Please copy every line of the entries below that contains the string "blonde". Case counts.

++++ Provided data ++++

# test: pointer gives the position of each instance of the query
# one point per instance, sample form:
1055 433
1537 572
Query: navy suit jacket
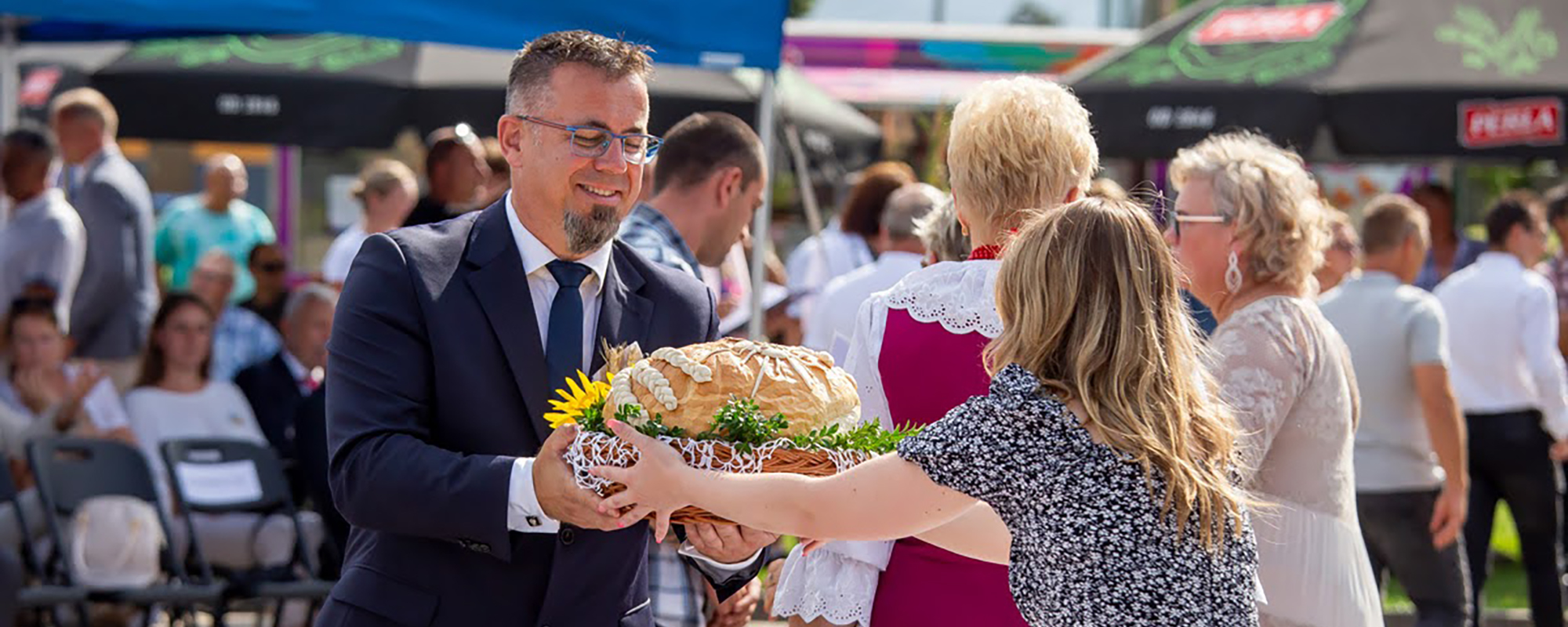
437 383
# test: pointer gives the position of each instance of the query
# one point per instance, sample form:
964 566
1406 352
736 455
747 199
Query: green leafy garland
742 426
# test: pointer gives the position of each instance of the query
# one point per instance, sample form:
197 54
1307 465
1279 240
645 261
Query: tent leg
761 239
10 70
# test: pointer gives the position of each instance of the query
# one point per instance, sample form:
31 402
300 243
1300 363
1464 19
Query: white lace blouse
840 581
1288 375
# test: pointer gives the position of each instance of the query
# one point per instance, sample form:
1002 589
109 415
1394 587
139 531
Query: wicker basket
597 449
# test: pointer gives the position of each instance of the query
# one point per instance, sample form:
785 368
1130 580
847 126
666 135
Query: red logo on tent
1268 24
1511 123
38 87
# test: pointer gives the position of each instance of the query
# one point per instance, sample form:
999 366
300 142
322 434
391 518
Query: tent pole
10 70
761 239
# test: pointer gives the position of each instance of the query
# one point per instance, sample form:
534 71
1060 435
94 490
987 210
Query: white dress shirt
841 300
1503 341
524 512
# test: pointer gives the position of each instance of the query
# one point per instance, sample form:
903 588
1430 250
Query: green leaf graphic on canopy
1517 53
321 53
1265 63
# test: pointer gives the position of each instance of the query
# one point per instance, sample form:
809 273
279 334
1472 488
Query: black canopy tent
1384 79
350 92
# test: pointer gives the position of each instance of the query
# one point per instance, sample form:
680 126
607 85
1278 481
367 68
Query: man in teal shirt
216 219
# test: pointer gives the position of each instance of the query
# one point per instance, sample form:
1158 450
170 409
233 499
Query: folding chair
267 496
70 471
43 598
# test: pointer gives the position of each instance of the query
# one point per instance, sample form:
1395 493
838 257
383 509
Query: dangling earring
1233 274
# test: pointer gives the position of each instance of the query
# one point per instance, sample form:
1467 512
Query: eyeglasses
1167 217
593 142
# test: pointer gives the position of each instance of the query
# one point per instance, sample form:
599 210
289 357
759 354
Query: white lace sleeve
840 581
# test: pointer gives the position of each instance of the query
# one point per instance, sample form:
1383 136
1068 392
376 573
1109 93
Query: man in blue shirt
708 183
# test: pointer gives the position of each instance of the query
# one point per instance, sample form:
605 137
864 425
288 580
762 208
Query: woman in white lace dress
1015 147
1250 231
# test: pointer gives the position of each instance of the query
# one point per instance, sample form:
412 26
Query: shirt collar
535 255
1500 259
658 219
38 203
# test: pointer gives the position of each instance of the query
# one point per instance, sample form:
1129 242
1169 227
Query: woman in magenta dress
1017 147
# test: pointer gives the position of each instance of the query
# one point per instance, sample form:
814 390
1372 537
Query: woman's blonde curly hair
1269 198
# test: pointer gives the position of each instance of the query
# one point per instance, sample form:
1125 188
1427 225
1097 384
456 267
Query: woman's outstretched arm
978 535
884 499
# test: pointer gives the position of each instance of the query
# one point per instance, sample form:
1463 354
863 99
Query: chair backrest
74 469
70 471
227 476
220 476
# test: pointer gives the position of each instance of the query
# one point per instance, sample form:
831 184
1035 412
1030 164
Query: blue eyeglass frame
604 147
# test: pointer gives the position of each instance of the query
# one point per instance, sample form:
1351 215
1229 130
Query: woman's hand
656 485
38 390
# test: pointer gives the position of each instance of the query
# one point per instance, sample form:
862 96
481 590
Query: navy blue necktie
564 349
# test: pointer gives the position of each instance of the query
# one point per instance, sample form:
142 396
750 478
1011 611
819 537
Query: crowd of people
1381 390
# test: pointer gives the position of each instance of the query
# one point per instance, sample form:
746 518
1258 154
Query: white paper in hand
223 484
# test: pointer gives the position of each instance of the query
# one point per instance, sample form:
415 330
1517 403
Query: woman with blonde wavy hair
1249 230
1098 468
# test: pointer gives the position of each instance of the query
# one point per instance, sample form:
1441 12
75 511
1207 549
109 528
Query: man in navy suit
451 339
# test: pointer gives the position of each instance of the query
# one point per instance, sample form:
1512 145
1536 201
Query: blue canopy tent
710 34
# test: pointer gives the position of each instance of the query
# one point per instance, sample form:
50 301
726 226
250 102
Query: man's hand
736 611
557 491
728 545
1448 515
1559 451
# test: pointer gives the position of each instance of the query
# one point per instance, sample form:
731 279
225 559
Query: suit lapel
626 314
503 291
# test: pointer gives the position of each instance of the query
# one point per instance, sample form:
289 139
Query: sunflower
578 400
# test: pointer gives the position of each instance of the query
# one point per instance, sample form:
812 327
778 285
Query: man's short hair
35 143
532 68
305 295
87 103
703 143
446 140
1556 203
1434 189
907 206
1390 222
1511 211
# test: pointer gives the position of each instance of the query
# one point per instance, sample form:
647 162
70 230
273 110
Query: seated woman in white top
388 192
176 400
37 349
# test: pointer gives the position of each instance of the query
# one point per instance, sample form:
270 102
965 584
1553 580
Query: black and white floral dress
1091 546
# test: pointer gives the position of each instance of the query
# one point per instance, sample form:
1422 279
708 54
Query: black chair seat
292 590
175 595
46 596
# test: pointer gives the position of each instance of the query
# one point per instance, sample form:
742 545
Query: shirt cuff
719 570
523 506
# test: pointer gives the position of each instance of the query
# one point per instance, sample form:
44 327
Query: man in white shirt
42 242
833 321
1514 390
1412 477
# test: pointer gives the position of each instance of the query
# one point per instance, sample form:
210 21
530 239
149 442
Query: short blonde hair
1020 143
1109 328
1269 198
87 103
380 178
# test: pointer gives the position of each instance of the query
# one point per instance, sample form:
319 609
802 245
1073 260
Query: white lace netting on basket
600 449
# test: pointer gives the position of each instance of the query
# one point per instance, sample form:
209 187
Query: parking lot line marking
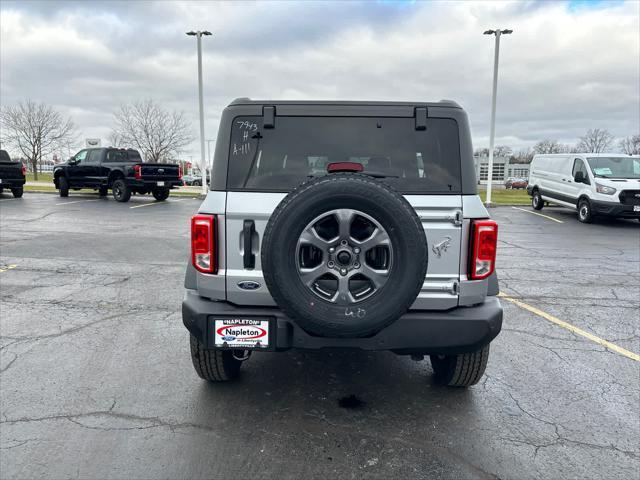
539 214
572 328
156 203
76 201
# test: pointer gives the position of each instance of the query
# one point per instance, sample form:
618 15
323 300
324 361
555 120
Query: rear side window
279 159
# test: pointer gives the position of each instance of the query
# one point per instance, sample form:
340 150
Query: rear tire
585 215
461 370
121 191
160 194
63 185
536 200
213 365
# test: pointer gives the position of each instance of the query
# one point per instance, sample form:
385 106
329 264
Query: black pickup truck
12 175
121 170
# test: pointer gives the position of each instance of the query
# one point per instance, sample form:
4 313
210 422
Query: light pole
497 33
198 36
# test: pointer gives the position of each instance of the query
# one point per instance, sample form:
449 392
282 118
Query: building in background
503 168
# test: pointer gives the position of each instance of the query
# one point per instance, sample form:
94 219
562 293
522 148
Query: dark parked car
516 183
121 170
195 179
12 175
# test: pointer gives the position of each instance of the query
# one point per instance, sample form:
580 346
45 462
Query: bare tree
502 151
522 156
35 129
630 145
595 141
157 133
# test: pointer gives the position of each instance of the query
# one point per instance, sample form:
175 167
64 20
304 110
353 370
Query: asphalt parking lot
96 379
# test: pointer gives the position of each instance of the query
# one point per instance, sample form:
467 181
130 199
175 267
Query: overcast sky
567 67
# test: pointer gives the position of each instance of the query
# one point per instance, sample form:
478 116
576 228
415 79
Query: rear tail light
482 261
203 243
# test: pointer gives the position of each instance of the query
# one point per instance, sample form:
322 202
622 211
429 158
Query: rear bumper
613 209
460 330
12 182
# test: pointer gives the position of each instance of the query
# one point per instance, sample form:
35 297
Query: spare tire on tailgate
344 255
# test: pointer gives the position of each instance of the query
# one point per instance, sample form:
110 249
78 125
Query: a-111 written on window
279 159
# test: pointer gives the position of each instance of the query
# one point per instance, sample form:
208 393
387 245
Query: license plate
241 333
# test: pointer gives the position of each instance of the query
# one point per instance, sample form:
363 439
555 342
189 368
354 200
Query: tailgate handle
248 258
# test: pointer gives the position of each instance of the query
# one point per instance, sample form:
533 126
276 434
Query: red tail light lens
203 243
482 261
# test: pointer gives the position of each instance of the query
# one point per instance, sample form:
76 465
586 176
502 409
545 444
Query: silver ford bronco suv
352 225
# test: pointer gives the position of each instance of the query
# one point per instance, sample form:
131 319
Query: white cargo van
595 184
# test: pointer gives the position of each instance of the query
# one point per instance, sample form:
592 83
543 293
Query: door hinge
456 218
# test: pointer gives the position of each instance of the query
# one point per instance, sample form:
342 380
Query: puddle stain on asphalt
351 402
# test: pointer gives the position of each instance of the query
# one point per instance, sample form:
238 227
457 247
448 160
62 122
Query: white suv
343 225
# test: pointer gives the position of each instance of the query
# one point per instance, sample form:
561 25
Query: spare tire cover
344 255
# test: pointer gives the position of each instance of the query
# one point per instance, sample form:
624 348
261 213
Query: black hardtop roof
346 103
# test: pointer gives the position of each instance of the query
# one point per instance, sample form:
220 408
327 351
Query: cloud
566 68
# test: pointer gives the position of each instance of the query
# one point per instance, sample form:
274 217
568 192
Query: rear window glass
279 159
123 156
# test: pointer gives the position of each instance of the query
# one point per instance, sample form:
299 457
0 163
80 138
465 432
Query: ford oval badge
249 285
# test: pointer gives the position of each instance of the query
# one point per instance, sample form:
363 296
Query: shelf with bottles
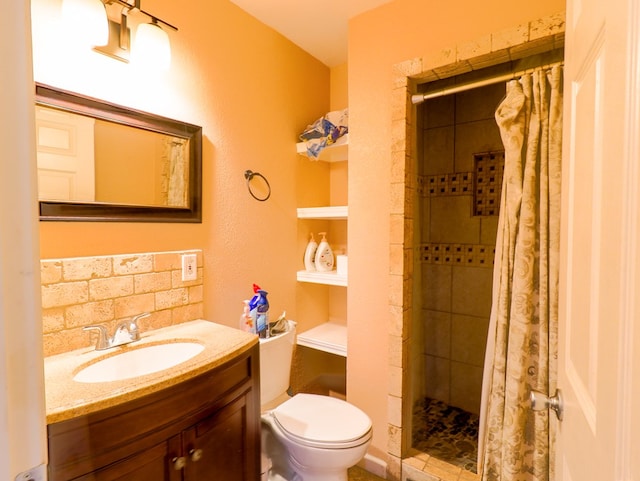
328 337
336 152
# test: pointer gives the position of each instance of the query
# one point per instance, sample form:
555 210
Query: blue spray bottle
262 320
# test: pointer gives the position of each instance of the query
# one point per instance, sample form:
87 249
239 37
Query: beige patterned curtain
522 344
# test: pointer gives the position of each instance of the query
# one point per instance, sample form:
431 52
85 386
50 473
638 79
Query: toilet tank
275 363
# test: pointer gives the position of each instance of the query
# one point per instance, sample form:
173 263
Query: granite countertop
66 398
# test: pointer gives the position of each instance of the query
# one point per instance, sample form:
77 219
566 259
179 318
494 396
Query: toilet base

++++

▸ **Exercise result**:
Query: woman's blonde curly hair
Query: woman with blonde wavy hair
Query: short blonde hair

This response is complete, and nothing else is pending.